— Reading passage —

The 70% problem: Hard truths about AI-assisted coding

Impact on junior developers and learning

  • Many fear juniors will rely on AI to “paste code that works” without understanding it, slowing their path to senior-level skills.
  • Others argue juniors can still learn by debugging AI-written code, similar to learning from bad Stack Overflow snippets.
  • A recurring concern: AI reduces opportunities for mentorship and may shrink the pool of experienced developers in 5–10 years.
  • Some see AI as an always-available tutor that can accelerate learning for motivated juniors, especially if used to ask “why” questions, not just to generate code.

Code quality, verification, and the “70% problem”

  • Common experience: AI can produce working scaffolding or 70–90% solutions, but fails on tricky logic, edge cases, architecture, and non-functional concerns (performance, security, accessibility).
  • Seniors report spending significant time refactoring, tightening types, adding tests, and removing redundant checks from AI code.
  • Trusting AI-generated tests or bindings without human-written specs is viewed as dangerous; tests may assert the wrong behavior.
  • Some advocate stronger use of property-based testing, static typing, and even formal verification, potentially aided by LLMs.

Productivity gains and their limits

  • Seniors often feel “dramatically faster” at boilerplate, cross-language tasks, and unfamiliar frameworks; juniors often get confused or misled.
  • AI excels at small, well-specified tasks (examples, APIs, “magical incantations”) and at explaining or transforming code.

— Recorded data —
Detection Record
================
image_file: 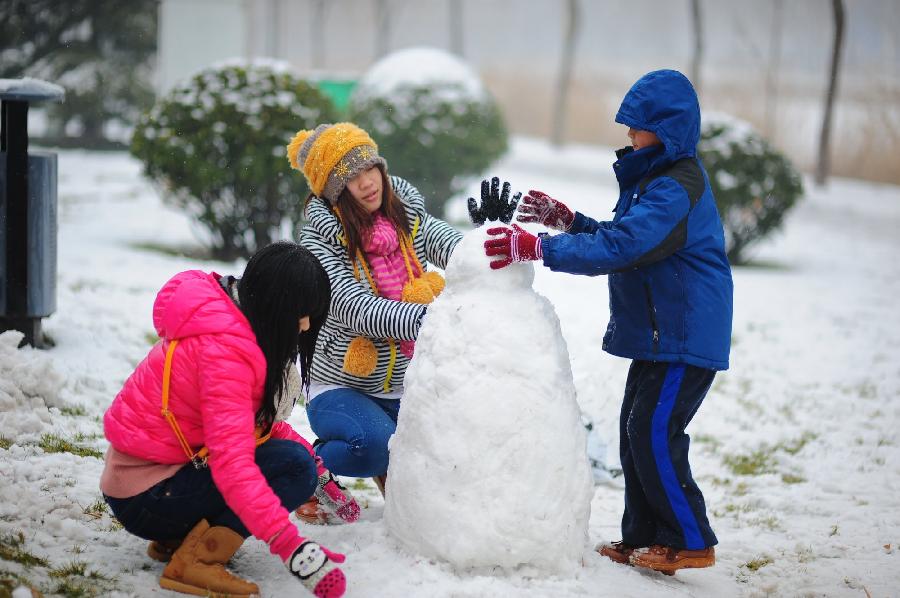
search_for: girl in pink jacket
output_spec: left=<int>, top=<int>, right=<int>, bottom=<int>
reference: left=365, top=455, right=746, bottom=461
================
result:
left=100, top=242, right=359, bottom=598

* * *

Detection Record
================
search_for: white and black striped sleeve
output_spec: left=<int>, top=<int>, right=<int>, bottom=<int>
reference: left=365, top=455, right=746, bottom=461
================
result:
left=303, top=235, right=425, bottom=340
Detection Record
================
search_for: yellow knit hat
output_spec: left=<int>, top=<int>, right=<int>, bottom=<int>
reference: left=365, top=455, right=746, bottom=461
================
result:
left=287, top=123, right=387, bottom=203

* * *

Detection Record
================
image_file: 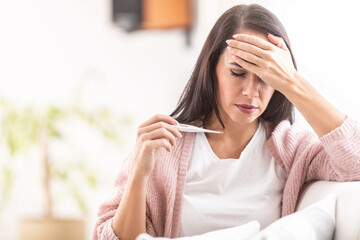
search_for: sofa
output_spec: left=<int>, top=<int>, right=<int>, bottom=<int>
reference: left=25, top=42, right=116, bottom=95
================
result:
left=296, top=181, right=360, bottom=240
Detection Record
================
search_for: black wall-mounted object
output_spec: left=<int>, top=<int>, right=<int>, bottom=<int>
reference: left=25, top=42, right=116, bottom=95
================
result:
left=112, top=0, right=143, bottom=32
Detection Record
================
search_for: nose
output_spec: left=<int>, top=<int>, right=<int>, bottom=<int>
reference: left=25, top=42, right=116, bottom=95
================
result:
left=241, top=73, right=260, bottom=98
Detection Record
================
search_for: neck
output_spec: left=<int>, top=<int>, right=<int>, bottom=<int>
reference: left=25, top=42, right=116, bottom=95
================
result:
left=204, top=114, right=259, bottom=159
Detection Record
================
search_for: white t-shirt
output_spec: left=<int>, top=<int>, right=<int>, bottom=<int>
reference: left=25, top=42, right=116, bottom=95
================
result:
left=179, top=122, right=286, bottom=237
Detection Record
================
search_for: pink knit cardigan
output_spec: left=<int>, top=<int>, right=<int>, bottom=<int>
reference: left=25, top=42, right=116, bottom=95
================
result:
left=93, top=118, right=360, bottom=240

— What you will do —
1. List the four kinds of work that, according to the text on AI-assisted coding above, seniors spend significant time on when handling AI code.
2. Continue the text on AI-assisted coding from its last line.

— Outputs for the tasks —
1.
- Refactoring
- Tightening types
- Adding tests
- Removing redundant checks

2.
  • For novel or complex systems, AI tends to loop, hallucinate APIs, or produce verbose, brittle solutions; 12-week projects don’t become 4-week projects, maybe 9–10.

Tools, UX, and integration

  • Chat-style interfaces and copy-paste are seen as major bottlenecks; deeper IDE integration (patch application, multi-file edits, context files like SPEC.md/LESSONS.md) is praised.
  • Some specialized tools (Cursor, Aider, etc.) partially address multi-file refactoring, but users still report friction, stuck agents, and deployment glitches.

Jobs, education, and long-term concerns

  • There is anxiety that AI will replace much “junior work,” reducing entry-level hiring and creating a future senior shortage.
  • University instructors report students overusing LLMs, failing to build foundational skills or even formulate questions.
  • Several see parallels to past hype cycles (4GLs, low-code, CASE tools): big boosts on “accidental complexity,” but essential problem-solving remains human.